:: What to work on ::
Leave out the pictures and retype everything else in the records below exactly.

:: Provided entries ::
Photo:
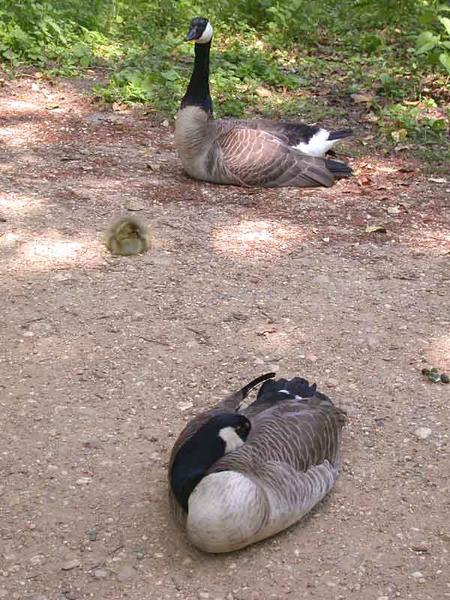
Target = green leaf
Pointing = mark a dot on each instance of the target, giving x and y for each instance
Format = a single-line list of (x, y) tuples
[(170, 75), (445, 60), (446, 23), (426, 41)]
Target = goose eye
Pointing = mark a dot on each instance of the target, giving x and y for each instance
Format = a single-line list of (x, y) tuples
[(242, 428)]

:: Result of the exercise ::
Photo:
Target = green leaf
Pointing = mark a dot on each instance of the target, giving x and y for each instance
Format = a single-line list of (x, y) tuples
[(170, 75), (445, 60), (446, 23), (426, 41)]
Target = goose eye
Pointing = mark a dot on each instance of the target, giving x and y for each instance
Format = a single-line list of (x, y) tuples
[(242, 428)]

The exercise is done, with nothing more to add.